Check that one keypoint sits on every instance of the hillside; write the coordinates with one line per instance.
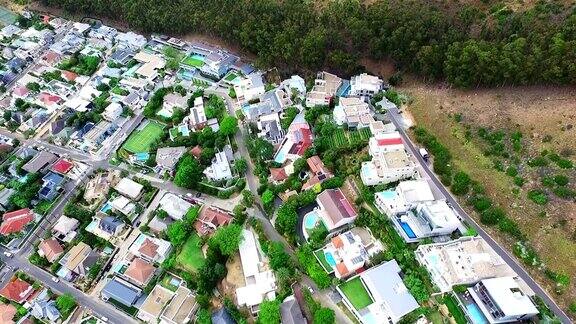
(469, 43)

==

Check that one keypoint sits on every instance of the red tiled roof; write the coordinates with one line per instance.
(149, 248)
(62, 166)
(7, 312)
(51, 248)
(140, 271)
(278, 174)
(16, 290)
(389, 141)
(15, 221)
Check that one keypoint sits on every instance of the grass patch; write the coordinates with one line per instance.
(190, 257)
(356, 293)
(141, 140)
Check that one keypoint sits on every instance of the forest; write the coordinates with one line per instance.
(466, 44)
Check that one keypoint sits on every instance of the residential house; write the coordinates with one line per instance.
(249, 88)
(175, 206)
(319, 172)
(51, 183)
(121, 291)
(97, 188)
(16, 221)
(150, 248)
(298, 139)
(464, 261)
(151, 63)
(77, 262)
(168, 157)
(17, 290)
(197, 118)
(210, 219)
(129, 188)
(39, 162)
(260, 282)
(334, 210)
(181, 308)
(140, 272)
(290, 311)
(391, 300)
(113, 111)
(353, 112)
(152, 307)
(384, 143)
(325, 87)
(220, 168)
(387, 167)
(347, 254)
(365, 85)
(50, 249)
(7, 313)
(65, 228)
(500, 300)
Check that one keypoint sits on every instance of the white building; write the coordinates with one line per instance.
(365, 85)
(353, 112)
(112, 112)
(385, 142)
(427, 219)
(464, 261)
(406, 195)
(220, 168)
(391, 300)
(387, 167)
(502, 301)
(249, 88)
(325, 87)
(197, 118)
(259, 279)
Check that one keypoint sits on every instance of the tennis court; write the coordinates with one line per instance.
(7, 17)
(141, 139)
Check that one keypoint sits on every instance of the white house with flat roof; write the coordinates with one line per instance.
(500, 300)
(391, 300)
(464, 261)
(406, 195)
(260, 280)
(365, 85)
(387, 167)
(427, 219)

§ **What to work on**
Pull out each line of the listing above containing the word "that", and copy those lines in full.

§ **Result**
Check that one keypoint sits on every instance of the hillside; write the coordinates with one line per instance.
Check that one keypoint sits on every instance of the red tiled roof; write the coordinates with one line per instance.
Check that one keypoint sits on every instance of the grass patch; write the coordinates with one line per instance.
Check that one keypoint sits on every instance of the forest; write the coordinates with one line per instance.
Check that one keypoint sits on every instance of the residential house; write the coordinates with one line per instance.
Check that one keypoint sits on every instance of the white building; write the coordinates with one line per instance.
Check that one keypoint sits on every instance of the tennis court; write the coordinates with one line per instance.
Check that one keypoint sits on every instance of the white house with flat roof; write the coordinates with one line per instance.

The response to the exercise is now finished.